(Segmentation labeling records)
★ ★ ★ ★
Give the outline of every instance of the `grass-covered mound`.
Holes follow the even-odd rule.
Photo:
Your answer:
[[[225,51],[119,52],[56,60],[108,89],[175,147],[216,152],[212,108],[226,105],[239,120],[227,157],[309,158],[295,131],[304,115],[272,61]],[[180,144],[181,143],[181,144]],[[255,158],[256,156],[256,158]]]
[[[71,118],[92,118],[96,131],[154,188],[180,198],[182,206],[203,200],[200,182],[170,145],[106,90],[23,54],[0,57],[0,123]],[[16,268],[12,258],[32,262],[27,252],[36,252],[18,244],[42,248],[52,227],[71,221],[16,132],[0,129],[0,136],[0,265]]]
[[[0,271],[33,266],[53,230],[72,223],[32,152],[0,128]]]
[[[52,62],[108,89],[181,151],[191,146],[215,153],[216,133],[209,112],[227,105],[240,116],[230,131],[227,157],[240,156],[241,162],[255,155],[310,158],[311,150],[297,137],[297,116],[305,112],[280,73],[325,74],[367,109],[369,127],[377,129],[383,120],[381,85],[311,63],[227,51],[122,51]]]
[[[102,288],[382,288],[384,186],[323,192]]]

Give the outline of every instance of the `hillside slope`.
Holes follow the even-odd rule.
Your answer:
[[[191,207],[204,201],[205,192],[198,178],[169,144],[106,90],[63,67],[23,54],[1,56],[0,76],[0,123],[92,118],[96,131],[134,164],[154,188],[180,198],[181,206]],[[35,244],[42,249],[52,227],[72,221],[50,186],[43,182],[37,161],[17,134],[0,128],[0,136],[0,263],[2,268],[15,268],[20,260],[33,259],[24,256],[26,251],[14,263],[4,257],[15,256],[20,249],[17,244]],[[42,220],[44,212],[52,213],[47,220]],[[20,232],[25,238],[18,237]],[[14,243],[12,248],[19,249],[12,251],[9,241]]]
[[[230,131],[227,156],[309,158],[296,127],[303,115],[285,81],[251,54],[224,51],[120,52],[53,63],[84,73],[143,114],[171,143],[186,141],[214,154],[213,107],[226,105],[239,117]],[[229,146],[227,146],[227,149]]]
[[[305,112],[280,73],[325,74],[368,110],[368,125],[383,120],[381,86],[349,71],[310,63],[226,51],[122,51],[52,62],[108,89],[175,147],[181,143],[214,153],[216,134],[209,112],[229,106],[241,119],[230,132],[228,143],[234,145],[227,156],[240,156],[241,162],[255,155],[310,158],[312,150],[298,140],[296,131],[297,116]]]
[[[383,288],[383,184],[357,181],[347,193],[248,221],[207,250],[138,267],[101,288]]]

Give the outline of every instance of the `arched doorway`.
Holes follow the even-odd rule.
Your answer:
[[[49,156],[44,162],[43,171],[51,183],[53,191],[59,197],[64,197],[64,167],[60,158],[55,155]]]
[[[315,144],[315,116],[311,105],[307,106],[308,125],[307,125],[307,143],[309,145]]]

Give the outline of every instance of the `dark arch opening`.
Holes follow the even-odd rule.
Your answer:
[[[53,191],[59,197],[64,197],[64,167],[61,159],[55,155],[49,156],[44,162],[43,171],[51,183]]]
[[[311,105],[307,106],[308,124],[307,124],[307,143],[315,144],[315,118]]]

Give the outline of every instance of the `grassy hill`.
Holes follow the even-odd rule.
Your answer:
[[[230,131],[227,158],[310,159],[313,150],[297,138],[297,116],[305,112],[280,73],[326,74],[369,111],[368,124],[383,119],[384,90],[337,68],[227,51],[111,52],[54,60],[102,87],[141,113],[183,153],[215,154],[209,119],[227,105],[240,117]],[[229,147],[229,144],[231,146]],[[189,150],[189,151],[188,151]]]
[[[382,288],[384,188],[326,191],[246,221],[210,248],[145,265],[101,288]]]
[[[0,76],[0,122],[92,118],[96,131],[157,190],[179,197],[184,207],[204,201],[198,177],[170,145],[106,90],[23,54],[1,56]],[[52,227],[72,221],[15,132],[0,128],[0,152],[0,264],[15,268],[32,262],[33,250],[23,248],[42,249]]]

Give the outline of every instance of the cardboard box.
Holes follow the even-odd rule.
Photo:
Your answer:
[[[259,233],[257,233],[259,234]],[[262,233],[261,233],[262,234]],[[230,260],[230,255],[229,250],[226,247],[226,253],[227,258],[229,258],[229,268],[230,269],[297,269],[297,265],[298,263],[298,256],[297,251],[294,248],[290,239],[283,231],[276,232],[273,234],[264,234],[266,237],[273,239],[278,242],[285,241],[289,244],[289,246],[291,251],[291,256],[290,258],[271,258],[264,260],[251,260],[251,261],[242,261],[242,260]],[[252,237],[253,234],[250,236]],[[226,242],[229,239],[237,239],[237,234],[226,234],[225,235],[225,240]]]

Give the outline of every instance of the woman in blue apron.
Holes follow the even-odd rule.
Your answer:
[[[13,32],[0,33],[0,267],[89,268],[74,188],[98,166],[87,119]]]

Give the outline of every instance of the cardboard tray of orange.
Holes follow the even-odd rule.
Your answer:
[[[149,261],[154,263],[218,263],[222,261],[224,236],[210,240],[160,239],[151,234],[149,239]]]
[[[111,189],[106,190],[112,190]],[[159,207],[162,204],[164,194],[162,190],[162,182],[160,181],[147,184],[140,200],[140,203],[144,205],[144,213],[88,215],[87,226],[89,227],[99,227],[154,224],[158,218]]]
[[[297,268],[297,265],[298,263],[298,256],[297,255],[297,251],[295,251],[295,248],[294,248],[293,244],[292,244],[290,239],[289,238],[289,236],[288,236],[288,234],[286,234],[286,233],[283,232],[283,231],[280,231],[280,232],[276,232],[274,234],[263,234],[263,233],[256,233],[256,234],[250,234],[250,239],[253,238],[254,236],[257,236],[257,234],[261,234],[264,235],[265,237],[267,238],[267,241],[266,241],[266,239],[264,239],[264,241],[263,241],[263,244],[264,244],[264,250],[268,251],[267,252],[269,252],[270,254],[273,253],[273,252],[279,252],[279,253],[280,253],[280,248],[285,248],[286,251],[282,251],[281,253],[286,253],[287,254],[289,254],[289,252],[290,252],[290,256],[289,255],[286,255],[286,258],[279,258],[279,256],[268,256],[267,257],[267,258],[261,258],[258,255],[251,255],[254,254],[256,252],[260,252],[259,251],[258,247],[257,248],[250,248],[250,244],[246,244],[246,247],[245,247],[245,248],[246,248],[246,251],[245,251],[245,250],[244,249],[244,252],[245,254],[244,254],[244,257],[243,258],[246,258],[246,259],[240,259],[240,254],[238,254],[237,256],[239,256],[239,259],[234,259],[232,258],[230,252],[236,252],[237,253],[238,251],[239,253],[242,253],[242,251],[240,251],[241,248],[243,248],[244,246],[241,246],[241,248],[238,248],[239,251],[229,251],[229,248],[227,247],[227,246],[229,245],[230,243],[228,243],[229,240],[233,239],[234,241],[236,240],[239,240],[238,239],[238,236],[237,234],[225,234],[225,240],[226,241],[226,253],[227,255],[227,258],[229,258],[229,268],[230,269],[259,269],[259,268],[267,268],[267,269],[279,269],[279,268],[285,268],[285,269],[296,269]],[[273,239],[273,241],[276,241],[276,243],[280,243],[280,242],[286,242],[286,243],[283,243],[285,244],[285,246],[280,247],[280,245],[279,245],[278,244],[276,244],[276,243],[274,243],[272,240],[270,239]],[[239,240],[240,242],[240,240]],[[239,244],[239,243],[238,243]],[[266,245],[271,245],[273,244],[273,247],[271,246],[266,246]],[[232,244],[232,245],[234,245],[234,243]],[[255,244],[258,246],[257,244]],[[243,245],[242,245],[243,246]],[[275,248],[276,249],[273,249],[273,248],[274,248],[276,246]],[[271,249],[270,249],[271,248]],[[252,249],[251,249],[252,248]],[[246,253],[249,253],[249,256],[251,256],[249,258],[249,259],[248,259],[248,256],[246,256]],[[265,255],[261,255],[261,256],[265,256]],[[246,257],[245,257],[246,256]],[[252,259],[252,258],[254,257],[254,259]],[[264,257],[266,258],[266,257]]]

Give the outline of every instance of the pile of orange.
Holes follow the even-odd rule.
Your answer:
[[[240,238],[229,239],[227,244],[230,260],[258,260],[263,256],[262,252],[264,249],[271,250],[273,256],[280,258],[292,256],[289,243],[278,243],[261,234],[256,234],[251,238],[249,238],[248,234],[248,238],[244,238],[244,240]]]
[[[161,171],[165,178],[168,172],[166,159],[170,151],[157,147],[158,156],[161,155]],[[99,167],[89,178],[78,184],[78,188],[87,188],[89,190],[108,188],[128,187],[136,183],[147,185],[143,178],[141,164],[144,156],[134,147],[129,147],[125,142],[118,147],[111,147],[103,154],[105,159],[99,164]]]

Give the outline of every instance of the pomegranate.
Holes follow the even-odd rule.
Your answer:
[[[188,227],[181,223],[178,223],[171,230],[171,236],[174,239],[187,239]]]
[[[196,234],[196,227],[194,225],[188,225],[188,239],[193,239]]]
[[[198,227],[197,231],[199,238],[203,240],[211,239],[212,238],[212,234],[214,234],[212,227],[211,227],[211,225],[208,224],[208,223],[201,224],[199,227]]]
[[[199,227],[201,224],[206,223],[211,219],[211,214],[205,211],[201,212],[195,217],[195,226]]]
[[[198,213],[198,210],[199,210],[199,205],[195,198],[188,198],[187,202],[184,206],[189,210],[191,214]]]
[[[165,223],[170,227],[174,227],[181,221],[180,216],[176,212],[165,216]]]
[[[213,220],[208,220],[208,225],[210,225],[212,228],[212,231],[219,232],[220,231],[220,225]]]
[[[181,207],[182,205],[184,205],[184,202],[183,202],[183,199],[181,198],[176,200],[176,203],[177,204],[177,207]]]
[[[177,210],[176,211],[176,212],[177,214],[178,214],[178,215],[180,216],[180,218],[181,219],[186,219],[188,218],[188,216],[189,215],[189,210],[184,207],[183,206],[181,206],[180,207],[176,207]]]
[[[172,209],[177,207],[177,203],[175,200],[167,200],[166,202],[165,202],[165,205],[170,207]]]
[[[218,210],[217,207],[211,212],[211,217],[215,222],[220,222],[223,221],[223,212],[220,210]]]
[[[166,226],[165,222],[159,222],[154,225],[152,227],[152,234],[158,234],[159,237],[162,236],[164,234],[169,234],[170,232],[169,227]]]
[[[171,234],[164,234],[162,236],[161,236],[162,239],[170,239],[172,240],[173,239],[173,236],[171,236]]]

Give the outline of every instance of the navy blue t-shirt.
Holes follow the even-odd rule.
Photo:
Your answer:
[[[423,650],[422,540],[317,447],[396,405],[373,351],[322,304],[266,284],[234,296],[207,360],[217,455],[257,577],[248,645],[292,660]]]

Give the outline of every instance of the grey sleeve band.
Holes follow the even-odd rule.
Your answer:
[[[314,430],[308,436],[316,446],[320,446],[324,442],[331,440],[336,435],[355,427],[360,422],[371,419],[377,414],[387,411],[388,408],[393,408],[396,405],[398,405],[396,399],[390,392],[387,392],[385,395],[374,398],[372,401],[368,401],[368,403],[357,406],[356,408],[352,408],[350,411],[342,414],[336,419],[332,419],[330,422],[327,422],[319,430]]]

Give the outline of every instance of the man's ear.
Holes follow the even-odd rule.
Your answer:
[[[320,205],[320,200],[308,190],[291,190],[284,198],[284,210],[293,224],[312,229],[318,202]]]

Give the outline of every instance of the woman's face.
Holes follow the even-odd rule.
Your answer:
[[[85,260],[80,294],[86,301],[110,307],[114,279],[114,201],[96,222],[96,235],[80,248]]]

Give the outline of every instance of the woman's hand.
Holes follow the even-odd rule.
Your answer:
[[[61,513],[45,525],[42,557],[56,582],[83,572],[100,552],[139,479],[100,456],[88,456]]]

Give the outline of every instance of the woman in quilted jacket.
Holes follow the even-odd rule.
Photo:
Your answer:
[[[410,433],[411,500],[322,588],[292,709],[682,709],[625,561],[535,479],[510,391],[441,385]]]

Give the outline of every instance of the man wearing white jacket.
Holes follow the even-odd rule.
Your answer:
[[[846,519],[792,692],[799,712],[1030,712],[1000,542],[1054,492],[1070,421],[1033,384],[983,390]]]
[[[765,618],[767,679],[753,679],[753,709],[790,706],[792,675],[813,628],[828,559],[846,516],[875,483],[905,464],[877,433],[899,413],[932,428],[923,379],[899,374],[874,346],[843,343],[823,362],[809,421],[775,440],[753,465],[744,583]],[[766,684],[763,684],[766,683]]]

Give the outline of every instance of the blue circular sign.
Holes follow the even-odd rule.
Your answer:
★ ★ ★ ★
[GIVEN TASK] Arrange the lines from the start of the records through the line containing "[[[102,288],[382,288],[384,186],[323,192]]]", inclusive, as a JSON list of strings with one string per line, leaving out blank lines.

[COMPLETE OUTPUT]
[
  "Give the outline of every instance of the `grass-covered mound`.",
  "Holes follow the even-odd rule.",
  "Photo:",
  "Your answer:",
  "[[[225,51],[119,52],[56,60],[108,89],[175,147],[216,152],[212,108],[226,105],[239,120],[227,157],[309,158],[295,131],[304,115],[272,61]],[[180,144],[181,143],[181,144]],[[255,158],[256,156],[256,158]]]",
  "[[[71,118],[92,118],[96,131],[154,188],[180,198],[182,206],[203,200],[200,182],[170,145],[106,90],[23,54],[0,57],[0,123]],[[16,268],[12,258],[32,262],[27,252],[36,252],[18,244],[42,248],[52,227],[71,221],[16,132],[0,129],[0,136],[0,265]]]",
  "[[[0,271],[33,266],[53,230],[72,223],[32,152],[0,128]]]",
  "[[[52,62],[108,89],[181,151],[191,146],[215,153],[216,133],[209,112],[227,105],[240,116],[230,131],[227,157],[240,156],[241,162],[255,155],[310,158],[311,150],[297,137],[297,116],[305,112],[280,73],[325,74],[367,109],[369,127],[377,129],[383,120],[381,85],[311,63],[227,51],[122,51]]]",
  "[[[102,288],[382,288],[384,186],[323,192]]]"
]